Everything from the line that holds "Please place a point on the concrete" through the end of the data below should be output exactly, both ends included.

Position annotation records:
------------

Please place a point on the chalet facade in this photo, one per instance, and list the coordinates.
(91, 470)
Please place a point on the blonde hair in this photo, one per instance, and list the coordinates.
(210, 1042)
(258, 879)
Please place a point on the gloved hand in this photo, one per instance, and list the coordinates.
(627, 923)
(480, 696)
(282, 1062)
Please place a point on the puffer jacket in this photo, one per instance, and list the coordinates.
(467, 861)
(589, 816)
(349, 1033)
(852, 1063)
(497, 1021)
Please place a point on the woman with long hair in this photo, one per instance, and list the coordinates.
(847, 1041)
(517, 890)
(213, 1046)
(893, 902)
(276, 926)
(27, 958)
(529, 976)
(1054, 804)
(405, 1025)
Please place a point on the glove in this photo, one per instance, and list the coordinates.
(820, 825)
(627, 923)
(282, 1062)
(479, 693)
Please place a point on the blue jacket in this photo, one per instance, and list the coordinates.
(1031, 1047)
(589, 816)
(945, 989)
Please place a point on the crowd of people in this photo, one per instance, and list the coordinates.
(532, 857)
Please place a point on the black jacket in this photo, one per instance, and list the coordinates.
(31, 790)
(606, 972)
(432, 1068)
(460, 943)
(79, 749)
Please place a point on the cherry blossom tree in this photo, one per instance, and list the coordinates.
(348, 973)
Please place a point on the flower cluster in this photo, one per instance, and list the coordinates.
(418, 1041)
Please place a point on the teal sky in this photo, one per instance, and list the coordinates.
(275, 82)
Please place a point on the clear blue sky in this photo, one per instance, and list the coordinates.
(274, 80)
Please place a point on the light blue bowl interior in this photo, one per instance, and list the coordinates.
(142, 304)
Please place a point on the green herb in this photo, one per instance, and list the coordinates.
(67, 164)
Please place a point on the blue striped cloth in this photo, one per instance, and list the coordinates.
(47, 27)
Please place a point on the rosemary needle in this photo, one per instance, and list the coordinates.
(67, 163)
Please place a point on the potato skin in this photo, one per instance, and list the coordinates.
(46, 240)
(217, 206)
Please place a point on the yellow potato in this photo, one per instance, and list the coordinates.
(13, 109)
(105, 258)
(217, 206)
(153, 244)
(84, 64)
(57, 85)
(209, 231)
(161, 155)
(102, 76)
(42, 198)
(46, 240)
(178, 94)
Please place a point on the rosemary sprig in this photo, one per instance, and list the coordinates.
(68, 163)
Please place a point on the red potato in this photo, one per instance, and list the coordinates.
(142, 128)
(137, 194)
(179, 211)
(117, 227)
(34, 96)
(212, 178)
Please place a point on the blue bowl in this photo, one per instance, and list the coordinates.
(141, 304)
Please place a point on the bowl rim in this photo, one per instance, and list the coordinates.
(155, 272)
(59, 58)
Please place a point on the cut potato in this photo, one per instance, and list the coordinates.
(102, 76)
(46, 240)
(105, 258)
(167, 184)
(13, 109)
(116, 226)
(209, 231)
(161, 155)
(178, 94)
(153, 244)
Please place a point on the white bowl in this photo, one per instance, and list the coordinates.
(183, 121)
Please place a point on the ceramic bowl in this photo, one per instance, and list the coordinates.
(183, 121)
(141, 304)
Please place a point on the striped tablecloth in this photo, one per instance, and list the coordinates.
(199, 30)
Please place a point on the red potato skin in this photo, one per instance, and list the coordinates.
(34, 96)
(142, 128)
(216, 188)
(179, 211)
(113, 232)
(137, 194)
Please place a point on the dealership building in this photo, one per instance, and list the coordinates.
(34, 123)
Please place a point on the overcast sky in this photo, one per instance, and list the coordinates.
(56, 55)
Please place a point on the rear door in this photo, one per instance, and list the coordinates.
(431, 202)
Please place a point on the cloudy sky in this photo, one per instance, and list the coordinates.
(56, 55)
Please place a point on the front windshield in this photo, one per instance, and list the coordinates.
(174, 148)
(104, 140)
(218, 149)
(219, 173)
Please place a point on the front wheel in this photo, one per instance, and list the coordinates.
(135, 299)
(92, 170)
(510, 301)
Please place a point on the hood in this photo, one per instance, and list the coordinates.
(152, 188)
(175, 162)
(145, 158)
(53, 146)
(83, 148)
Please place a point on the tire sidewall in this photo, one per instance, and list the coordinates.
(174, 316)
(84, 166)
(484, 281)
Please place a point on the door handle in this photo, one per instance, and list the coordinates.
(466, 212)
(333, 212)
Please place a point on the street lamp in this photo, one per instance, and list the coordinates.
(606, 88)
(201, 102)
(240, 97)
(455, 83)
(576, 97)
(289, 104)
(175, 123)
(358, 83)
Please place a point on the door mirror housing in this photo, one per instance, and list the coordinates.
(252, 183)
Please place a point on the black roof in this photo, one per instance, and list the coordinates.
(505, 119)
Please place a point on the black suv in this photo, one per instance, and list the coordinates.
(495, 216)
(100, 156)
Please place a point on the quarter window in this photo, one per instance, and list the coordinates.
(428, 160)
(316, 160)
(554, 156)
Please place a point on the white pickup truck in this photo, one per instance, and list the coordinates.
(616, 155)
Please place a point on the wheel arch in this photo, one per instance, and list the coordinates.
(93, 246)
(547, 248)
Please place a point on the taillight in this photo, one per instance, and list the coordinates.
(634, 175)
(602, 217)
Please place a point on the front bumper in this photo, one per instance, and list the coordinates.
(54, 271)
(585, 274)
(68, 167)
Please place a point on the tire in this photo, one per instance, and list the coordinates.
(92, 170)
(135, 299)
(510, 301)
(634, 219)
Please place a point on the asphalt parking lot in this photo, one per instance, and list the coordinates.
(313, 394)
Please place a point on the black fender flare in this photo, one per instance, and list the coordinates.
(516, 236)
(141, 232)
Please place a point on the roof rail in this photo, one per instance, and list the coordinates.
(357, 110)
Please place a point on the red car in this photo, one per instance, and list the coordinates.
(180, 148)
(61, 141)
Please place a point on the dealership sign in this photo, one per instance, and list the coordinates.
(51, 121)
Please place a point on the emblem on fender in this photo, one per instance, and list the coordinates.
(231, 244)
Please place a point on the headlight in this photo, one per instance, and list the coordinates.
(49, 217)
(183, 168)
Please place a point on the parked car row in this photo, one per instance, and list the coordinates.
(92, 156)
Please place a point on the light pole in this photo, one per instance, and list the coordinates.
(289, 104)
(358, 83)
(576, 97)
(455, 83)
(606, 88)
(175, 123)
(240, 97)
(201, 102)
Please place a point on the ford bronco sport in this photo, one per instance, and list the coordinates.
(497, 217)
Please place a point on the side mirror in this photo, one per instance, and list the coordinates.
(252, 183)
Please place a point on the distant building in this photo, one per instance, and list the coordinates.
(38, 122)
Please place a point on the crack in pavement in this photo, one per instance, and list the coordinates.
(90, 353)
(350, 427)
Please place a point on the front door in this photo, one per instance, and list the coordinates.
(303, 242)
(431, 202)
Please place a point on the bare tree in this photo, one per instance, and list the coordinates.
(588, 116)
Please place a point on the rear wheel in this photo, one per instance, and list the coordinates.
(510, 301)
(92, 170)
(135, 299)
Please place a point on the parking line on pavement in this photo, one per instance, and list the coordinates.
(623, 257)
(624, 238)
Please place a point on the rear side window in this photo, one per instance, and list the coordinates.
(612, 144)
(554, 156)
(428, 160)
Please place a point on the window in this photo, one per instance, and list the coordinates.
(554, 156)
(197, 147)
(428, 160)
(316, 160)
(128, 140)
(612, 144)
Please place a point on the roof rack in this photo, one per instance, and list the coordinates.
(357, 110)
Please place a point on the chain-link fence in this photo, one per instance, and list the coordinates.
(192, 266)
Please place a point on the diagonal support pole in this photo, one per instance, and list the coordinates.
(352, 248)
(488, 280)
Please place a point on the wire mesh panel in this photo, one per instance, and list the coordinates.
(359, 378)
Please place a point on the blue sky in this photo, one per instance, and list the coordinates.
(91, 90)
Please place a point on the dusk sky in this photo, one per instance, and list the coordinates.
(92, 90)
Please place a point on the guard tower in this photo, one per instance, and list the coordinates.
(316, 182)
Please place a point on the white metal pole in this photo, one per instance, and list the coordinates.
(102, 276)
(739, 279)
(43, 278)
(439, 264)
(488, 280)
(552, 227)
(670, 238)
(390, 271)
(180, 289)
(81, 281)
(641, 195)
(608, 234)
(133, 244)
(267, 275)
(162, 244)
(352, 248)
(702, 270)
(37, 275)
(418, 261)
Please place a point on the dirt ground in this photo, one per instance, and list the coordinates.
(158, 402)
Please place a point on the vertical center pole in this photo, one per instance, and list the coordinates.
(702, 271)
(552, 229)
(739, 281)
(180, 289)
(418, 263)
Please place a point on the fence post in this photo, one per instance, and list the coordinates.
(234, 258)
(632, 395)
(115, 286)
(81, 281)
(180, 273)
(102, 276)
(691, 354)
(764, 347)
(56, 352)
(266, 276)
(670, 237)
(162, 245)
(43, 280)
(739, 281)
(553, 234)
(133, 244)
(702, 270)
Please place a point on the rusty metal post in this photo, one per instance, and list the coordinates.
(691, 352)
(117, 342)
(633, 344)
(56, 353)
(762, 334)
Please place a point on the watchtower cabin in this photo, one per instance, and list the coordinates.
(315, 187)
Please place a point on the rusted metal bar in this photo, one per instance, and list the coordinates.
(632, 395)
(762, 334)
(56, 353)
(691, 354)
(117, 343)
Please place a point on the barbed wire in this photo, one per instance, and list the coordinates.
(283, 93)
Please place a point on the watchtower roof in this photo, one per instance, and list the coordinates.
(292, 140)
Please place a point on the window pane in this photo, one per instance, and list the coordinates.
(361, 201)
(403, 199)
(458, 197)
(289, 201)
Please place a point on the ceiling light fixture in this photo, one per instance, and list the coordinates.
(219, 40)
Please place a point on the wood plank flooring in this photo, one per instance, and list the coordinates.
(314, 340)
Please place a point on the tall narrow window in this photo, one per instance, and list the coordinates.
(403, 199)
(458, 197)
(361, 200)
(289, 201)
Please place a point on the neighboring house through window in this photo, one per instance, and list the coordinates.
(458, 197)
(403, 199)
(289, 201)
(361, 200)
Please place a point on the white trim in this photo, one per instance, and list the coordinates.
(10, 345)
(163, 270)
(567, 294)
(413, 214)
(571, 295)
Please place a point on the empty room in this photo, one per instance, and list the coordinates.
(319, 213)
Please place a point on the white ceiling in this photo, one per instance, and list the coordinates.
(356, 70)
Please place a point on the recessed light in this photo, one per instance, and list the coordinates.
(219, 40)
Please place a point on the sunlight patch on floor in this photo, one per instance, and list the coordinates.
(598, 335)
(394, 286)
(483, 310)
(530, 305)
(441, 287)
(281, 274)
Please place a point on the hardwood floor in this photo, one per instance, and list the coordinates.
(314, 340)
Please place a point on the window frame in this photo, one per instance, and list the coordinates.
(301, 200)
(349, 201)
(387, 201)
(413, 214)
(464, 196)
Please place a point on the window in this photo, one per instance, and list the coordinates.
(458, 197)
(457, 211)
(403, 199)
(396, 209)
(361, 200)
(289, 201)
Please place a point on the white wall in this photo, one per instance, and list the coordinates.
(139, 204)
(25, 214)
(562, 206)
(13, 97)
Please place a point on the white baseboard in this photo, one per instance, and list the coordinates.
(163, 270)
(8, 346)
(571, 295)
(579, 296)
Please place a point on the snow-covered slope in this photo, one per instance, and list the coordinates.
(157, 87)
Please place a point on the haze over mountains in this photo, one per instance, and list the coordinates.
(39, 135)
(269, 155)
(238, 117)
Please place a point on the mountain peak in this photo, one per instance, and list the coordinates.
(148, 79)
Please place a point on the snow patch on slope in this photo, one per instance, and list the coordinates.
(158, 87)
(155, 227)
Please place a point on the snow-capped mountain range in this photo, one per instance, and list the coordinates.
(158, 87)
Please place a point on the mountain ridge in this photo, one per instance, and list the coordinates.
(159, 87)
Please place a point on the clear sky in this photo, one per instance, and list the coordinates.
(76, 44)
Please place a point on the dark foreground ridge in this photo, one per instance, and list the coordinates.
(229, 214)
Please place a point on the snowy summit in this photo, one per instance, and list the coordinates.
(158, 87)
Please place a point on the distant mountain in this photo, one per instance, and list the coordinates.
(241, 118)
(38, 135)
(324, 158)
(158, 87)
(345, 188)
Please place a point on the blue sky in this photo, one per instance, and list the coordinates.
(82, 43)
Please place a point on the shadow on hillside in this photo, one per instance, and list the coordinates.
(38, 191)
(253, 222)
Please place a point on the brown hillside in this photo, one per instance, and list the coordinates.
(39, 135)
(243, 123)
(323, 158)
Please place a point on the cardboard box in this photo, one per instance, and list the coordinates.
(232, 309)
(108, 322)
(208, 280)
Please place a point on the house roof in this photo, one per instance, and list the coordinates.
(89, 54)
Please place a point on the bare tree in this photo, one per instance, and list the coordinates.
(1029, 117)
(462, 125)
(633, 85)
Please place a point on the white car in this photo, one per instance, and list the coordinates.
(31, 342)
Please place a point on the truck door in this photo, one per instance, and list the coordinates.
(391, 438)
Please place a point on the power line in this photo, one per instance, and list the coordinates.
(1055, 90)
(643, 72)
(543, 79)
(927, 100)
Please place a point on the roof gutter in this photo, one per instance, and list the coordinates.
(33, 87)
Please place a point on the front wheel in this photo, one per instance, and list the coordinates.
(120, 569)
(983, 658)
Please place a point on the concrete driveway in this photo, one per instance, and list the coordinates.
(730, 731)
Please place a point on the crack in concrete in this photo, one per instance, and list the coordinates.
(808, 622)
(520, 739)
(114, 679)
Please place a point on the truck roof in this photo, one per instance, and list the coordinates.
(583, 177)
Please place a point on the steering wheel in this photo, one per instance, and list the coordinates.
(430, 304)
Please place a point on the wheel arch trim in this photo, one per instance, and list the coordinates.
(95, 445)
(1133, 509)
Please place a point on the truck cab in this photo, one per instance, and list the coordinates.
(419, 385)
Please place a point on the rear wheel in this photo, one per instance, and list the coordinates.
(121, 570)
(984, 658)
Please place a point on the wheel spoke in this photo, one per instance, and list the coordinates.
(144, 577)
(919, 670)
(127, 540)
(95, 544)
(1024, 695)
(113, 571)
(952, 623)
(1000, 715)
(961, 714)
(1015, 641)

------------

Expected answer:
Please place a point on the concrete driveway in this photo, one per instance, and list the coordinates.
(730, 731)
Please place a point on the crack in concrete in this photo, one per instance, and list the coordinates.
(808, 622)
(520, 739)
(114, 679)
Please place a point on the truck roof in this photo, one per instance, and list the coordinates.
(583, 177)
Please place a point on the steering wheel in this photo, one per instance, and list the coordinates.
(430, 304)
Please place a point on the wheel arch trim in this photo, one per instance, and list the coordinates.
(95, 445)
(1133, 509)
Please place a point on the truck cab in this photo, one per instance, and list the coordinates.
(419, 385)
Please place a point on the rear wheel in this photo, one per instance, and list the coordinates.
(121, 570)
(984, 658)
Please place a point on the wheel spoke in this photo, one per instance, and list the coordinates.
(144, 577)
(919, 670)
(127, 540)
(95, 544)
(1024, 695)
(113, 571)
(952, 623)
(1000, 715)
(961, 714)
(1015, 641)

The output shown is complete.